§ TRECHO CITADO:
----

Antes que Belém receba líderes e ambientalistas de todo o mundo na COP30, as montanhas de Minas já começaram a ecoar as conversas que importam. No alto da serra, o Ibiti Projeto abriu espaço para uma imersão rara: quatro dias de diálogos e vivências com Paul Watson, fundador da Sea Shepherd e um dos ativistas ecológicos mais radicais e influentes do planeta.
Entre refeições veganas e rodas de conversa em cenários simbólicos do Ibiti — como as Estátuas, a Oca, o Café Gaia e a Praia do Mogol —, Watson defendeu uma mudança profunda de paradigma: abandonar a visão antropocêntrica, que coloca o ser humano no centro de tudo, e adotar um olhar biocêntrico, que reconhece a interdependência entre todas as formas de vida.
“Há milhares de anos vemos o mundo de um ponto de vista antropocêntrico, como se tudo fosse sobre nós, como se fôssemos a única espécie que importa. Mas nós somos apenas parte de um todo. As espécies com as quais compartilhamos o planeta são mais importantes que nós, porque podem viver sem nós, seres humanos, e nós não podemos viver sem elas. Dependemos dos insetos, das árvores, dos pássaros, do fitoplâncton e do zooplâncton para a nossa própria sobrevivência”, disse Watson durante o encontro.
Com seu tom direto e provocador, o capitão, que há mais de cinco décadas navega mares em defesa da vida marinha, transformou o Ibiti em um porto simbólico, onde o oceano encontrou as montanhas e o ativismo se misturou à contemplação.

----

§ MATERIAL DA TAREFA:

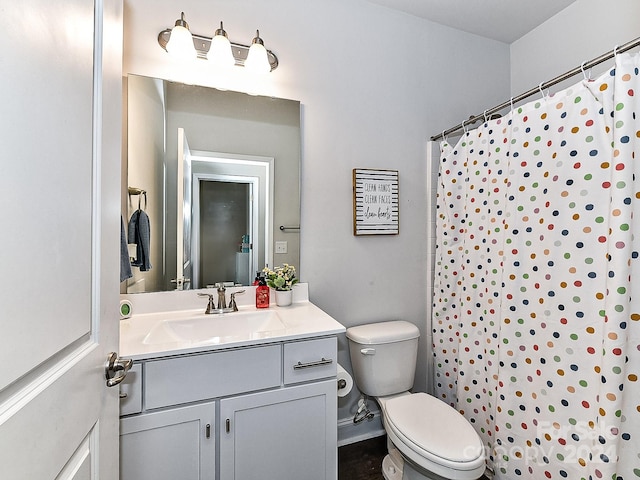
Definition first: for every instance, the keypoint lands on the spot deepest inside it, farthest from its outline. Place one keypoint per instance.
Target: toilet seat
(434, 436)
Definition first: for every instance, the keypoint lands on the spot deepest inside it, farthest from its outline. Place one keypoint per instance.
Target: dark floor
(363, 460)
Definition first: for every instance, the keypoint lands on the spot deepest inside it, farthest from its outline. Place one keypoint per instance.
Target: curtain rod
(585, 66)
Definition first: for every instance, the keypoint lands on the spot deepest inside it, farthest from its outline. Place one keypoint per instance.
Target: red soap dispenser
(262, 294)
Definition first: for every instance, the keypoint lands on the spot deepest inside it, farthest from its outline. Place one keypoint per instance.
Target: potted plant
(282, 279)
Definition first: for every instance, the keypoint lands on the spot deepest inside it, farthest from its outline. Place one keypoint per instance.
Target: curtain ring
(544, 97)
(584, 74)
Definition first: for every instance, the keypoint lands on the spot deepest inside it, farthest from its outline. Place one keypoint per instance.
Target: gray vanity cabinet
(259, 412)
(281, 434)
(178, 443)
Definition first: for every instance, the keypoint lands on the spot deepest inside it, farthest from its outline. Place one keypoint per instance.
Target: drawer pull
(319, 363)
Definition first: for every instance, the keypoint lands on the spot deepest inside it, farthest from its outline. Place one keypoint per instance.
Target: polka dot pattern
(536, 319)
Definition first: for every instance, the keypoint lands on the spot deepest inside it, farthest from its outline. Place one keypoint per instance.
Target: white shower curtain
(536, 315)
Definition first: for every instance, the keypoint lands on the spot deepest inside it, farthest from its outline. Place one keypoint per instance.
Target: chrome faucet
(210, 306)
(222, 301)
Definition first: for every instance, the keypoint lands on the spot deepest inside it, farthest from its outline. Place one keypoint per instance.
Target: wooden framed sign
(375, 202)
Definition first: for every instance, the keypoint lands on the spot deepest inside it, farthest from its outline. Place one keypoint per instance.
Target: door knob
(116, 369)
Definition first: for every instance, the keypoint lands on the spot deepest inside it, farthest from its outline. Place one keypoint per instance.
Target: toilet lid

----

§ ENUNCIADO ESCRITO 1:
Responda com base no trecho citado:
(a) De qual organização Paul Watson é fundador?
(b) Quantos dias durou a imersão promovida pelo Ibiti Projeto?
(c) Há quanto tempo o capitão navega mares em defesa da vida marinha?
§ ENUNCIADO ESCRITO 2: Informe quantas linhas dos registros contêm a palavra "toilet", diferenciando maiúsculas de minúsculas. Responda apenas com o número.

§ RESOLUÇÃO COMPLETA 1:
(a) Da Sea Shepherd.
(b) Quatro dias.
(c) Há mais de cinco décadas.

§ RESOLUÇÃO COMPLETA 2: 2